▸ **Required action 1**
In the page extract, besides a consulting business and a job, what else does the writer say they are adding?
▸ **Required action 2**
Do these statements agree with the page extract? Answer yes or no for each, quoting the words that decide it. (a) The coaches' convention will be all-virtual this year. (b) The writer plans to write several books this year. (c) The rough draft the writer mentions is for a 24-page book.
▸ **Required action 3**
Please translate this sentence from the page extract into Spanish: "But I can’t pretend I have some sort of great influence on every topic."

▸ **Page extract**
Content starts

And yet there’s still “respectable” journalism to be done in sports. At the risk of seeming arrogant, I’m doing work other people can’t or won’t do because they’re afraid of biting hands that feed them or aren’t well-equipped to write about duplicity and scandal. Each year at the coaches’ convention, people always tell me how much they appreciate my work. It’s a shame that’ll be all-virtual this year, but I hear from people all the time, anyway.
So I’m not giving up any of these things. I’m also adding a consulting business. And a job. And I’m doing a big project for The Chronicle.
Then my goal is to have more “me” time.
That’s not really how time works, is it?
Perhaps, but a couple of things will be off the table.
First, no more books. Not this year. I’ve done a rough draft of a 24-page book to go with my consulting business, but that’s about it.
Second, significantly less time cataloging the decline of American democracy.
Go back to the first quote here from Dave Barry: “the pressure of unreleased insights.”
I’ve fallen into the trap of thinking it’s somehow my duty to share everything of importance that I read— maybe on Twitter, maybe on Facebook, maybe after cataloging everything in Diigo and writing blog posts that most undergrads would call “research papers.”
For what?
If I helped rally voters for the election, great. But I can’t pretend I have some sort of great influence on every topic.

Content ends

▸ **Records supplied**
Content starts

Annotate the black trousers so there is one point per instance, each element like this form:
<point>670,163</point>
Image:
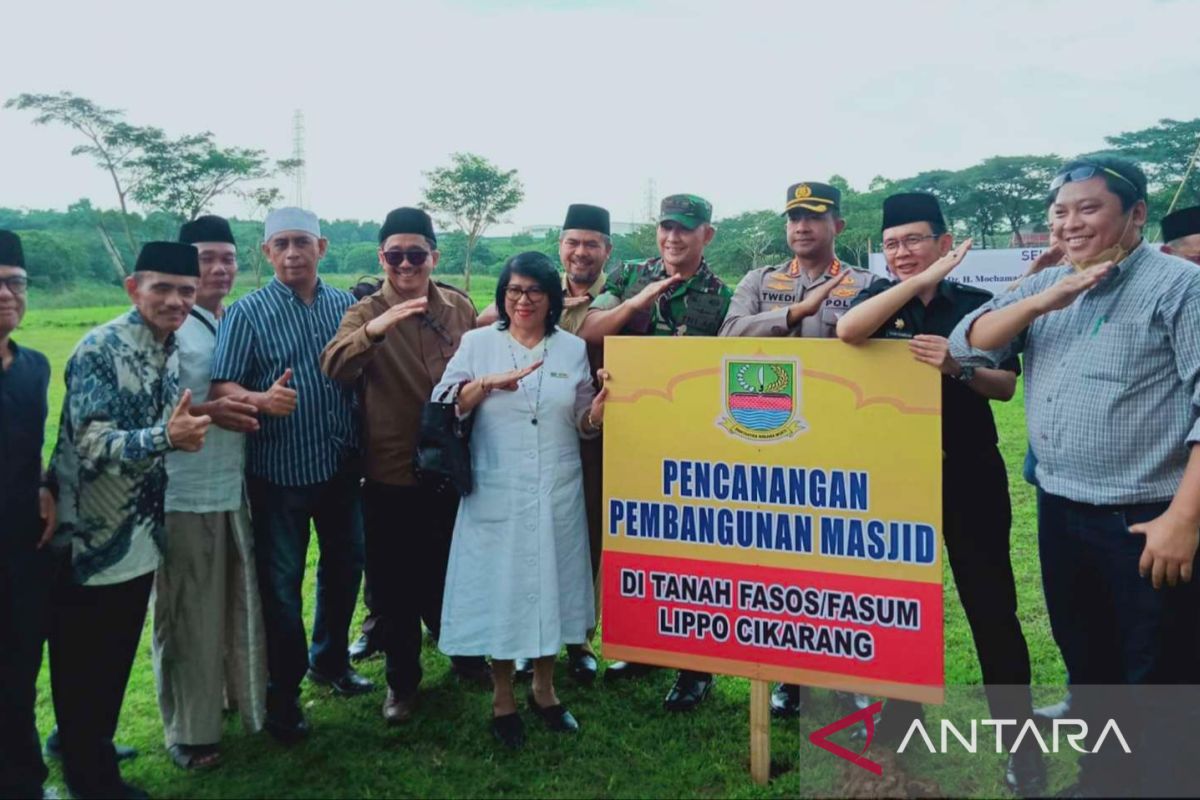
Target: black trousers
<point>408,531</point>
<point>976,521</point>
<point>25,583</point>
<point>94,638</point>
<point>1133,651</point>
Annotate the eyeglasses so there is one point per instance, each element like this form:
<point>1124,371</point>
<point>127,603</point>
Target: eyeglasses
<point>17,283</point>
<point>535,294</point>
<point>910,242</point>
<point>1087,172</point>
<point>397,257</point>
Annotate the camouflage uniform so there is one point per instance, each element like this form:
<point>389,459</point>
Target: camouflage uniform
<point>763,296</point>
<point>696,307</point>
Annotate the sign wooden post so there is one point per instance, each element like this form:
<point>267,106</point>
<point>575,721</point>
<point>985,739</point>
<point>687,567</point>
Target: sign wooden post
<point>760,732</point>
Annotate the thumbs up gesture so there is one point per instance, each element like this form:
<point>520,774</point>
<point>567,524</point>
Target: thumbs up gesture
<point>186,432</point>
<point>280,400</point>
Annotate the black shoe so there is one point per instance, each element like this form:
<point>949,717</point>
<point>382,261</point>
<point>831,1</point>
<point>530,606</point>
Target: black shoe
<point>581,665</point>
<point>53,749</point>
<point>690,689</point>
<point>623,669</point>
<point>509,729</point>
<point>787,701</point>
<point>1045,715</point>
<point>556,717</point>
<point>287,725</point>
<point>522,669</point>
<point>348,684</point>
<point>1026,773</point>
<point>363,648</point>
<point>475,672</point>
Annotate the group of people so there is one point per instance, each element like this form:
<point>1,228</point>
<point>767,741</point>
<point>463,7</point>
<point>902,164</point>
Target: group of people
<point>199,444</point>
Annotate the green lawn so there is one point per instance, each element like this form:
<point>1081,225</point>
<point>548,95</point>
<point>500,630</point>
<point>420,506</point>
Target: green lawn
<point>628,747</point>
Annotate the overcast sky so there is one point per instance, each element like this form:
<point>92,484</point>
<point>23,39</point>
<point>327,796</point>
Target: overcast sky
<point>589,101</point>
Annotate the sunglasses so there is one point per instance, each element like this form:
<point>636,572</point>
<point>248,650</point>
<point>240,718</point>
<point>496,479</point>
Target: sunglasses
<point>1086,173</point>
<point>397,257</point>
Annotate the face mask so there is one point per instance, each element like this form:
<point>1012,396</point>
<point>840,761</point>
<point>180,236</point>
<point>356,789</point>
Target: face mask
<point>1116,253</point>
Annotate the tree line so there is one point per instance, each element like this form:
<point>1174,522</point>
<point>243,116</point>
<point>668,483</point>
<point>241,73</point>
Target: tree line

Content ends
Content starts

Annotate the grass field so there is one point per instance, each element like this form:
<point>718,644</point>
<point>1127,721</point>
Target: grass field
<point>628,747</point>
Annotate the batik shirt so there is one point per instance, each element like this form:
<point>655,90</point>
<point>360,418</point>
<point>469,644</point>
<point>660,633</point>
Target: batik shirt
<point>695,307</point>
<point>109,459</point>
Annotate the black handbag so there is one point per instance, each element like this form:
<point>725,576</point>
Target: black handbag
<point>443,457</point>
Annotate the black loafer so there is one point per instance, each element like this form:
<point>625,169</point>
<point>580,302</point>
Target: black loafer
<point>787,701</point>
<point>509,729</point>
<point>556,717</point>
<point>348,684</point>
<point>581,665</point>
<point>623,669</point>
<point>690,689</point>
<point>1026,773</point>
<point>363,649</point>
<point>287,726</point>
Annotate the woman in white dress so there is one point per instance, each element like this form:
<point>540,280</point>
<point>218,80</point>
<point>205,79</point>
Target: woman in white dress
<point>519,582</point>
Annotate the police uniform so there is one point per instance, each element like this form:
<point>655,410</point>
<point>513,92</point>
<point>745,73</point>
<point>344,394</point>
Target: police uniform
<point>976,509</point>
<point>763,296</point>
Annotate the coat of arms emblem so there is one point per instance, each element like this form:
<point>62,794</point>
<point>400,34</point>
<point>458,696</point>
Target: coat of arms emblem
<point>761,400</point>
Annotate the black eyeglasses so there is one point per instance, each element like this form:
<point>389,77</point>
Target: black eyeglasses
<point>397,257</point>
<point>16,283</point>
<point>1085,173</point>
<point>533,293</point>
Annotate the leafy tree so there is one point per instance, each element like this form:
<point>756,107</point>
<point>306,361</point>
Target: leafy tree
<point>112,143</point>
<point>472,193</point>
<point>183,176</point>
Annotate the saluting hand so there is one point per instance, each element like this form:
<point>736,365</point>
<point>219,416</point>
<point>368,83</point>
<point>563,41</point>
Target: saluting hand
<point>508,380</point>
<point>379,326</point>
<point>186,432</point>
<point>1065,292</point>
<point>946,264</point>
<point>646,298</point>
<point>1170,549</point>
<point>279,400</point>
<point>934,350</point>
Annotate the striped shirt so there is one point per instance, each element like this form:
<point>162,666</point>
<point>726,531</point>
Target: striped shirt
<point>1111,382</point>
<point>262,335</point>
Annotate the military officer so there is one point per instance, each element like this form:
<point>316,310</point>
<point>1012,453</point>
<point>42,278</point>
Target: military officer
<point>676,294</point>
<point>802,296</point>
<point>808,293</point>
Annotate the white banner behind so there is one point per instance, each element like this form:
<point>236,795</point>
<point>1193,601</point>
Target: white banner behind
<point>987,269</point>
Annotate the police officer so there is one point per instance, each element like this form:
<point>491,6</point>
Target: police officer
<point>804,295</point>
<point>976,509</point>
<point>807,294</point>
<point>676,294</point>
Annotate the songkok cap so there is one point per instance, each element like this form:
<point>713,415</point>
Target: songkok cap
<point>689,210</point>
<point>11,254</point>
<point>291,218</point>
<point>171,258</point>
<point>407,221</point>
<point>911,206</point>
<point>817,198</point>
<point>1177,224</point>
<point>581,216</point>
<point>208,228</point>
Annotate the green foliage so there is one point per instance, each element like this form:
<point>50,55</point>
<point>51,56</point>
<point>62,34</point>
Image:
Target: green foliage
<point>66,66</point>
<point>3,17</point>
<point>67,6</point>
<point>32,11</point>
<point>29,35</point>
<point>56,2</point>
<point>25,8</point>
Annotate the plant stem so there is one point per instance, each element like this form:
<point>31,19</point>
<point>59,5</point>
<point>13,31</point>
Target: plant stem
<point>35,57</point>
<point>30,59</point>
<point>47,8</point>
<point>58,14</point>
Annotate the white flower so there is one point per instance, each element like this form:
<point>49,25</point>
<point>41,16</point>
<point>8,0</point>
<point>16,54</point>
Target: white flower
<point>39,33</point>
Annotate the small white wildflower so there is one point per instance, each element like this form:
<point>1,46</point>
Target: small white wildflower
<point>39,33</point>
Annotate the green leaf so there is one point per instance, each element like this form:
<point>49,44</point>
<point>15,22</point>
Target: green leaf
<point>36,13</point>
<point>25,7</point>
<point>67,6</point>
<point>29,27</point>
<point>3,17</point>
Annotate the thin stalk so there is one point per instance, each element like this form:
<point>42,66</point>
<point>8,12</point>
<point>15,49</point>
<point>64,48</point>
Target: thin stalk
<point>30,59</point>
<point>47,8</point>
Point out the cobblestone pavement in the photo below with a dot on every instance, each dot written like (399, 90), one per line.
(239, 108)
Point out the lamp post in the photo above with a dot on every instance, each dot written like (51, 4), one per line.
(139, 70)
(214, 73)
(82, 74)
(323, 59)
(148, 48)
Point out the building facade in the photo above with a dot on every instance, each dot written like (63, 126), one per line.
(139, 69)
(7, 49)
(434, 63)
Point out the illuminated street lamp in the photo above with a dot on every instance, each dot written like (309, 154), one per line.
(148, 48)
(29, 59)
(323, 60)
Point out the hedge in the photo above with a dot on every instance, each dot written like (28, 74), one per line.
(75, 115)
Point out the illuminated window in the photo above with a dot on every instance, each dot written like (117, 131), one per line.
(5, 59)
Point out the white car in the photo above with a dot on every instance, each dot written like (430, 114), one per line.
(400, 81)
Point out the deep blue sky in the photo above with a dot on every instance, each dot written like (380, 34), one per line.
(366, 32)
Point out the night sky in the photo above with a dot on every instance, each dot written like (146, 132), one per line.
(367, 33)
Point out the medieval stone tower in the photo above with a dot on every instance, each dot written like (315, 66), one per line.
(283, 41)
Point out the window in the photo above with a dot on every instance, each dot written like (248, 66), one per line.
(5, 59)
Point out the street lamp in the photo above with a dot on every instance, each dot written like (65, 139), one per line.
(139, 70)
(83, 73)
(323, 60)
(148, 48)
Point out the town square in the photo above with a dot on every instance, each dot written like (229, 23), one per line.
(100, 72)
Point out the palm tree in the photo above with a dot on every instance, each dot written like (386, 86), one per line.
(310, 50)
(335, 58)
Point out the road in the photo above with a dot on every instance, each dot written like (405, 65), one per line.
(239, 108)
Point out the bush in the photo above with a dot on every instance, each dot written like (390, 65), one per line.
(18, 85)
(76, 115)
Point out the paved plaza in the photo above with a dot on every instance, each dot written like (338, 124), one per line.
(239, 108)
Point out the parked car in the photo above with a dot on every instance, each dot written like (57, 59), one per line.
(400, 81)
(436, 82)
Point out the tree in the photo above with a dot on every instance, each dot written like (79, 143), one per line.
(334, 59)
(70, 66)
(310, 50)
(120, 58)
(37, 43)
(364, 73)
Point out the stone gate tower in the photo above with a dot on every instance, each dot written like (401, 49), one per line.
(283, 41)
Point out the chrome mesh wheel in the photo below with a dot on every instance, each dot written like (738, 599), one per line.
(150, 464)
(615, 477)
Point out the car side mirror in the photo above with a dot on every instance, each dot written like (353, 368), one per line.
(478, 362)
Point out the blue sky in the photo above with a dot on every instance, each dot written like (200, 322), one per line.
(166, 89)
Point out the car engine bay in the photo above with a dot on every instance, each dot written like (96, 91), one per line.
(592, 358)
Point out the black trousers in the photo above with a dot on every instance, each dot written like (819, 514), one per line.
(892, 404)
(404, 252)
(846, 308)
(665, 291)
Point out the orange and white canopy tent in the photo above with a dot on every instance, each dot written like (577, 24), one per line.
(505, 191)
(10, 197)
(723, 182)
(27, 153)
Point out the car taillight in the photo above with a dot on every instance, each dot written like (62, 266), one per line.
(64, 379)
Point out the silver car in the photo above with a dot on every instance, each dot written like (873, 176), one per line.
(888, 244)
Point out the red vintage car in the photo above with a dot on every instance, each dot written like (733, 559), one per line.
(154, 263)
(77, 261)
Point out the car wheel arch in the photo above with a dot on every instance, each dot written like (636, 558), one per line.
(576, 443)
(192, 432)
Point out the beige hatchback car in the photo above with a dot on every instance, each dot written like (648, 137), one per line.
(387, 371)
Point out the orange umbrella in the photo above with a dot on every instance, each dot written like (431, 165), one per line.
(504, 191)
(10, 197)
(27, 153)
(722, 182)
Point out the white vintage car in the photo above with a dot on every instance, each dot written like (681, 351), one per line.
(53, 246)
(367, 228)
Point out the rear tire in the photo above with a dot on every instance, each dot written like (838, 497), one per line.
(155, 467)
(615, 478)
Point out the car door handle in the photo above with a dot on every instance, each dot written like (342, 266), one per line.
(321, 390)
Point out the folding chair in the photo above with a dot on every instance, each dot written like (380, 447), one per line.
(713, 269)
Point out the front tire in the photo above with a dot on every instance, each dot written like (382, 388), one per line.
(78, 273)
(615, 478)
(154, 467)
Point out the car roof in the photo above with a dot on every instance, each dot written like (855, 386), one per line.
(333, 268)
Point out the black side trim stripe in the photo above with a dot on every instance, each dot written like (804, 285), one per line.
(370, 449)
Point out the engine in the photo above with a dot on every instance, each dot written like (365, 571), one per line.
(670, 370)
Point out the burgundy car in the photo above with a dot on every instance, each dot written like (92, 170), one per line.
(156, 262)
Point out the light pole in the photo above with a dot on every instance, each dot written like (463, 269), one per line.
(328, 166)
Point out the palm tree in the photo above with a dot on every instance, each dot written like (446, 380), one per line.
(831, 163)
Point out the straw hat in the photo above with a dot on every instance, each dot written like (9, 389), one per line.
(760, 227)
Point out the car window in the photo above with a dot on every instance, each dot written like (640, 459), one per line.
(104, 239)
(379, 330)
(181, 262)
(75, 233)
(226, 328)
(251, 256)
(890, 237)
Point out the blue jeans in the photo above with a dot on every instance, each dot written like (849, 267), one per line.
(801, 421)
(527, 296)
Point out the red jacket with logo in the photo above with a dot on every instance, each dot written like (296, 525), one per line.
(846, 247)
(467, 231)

Content ends
Content starts

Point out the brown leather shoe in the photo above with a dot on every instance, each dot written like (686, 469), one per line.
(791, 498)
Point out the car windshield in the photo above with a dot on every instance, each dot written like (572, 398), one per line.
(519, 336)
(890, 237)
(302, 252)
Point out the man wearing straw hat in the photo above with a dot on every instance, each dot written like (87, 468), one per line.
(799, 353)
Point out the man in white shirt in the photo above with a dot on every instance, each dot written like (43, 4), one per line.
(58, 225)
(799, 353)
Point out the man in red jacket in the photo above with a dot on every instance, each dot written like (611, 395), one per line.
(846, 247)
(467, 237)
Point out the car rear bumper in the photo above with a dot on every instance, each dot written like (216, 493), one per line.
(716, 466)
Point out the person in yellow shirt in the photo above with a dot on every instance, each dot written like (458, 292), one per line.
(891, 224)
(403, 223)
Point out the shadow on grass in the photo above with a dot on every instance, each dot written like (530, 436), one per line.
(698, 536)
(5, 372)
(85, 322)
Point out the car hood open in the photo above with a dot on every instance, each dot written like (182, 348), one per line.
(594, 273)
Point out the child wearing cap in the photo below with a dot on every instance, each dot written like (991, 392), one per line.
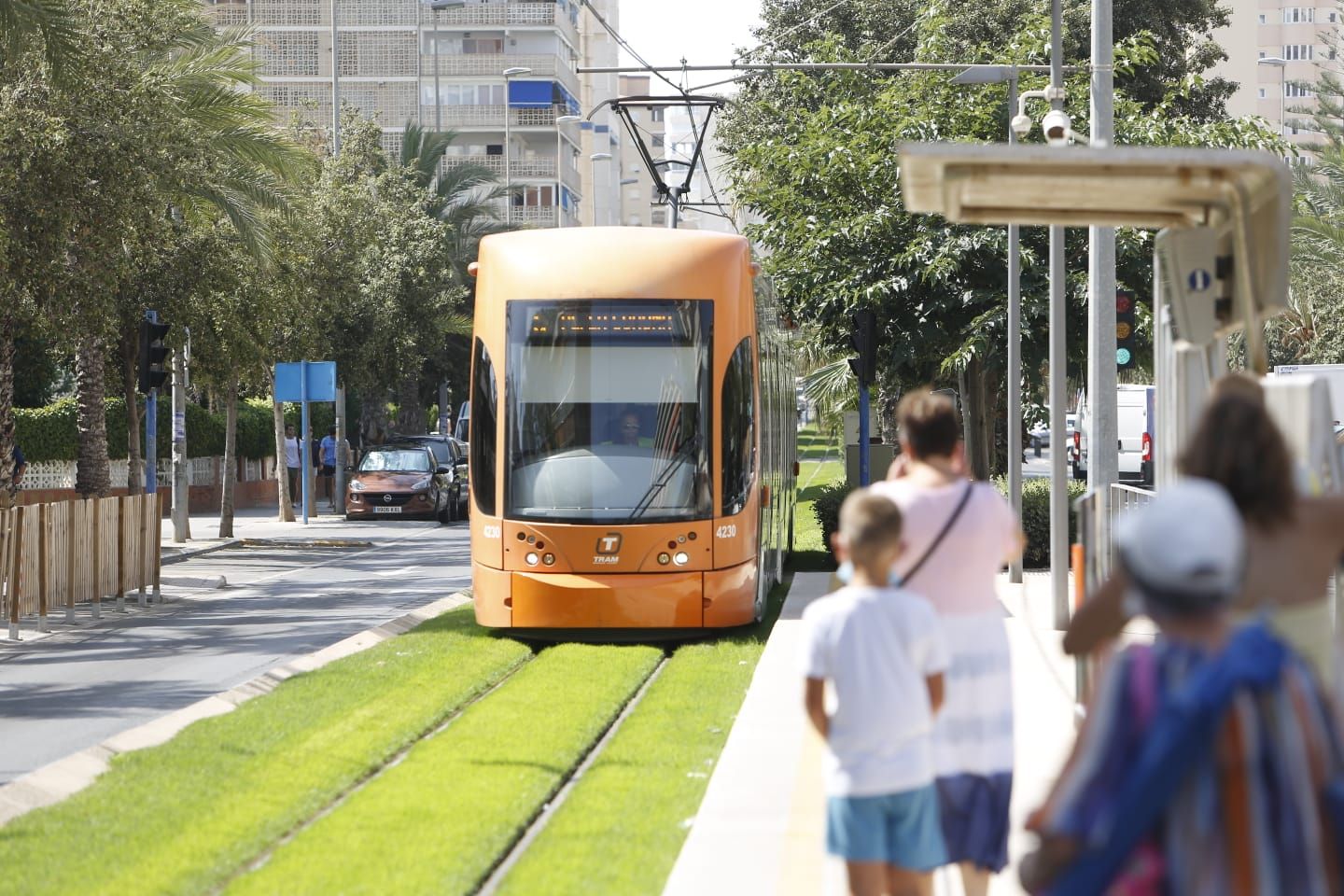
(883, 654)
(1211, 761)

Content ends

▸ **Written reply 1**
A big project for The Chronicle.

▸ **Written reply 2**
(a) Yes: "It’s a shame that’ll be all-virtual this year"
(b) No: "First, no more books. Not this year."
(c) Yes: "I’ve done a rough draft of a 24-page book to go with my consulting business"

▸ **Written reply 3**
Pero no puedo fingir que tengo algún tipo de gran influencia en todos los temas.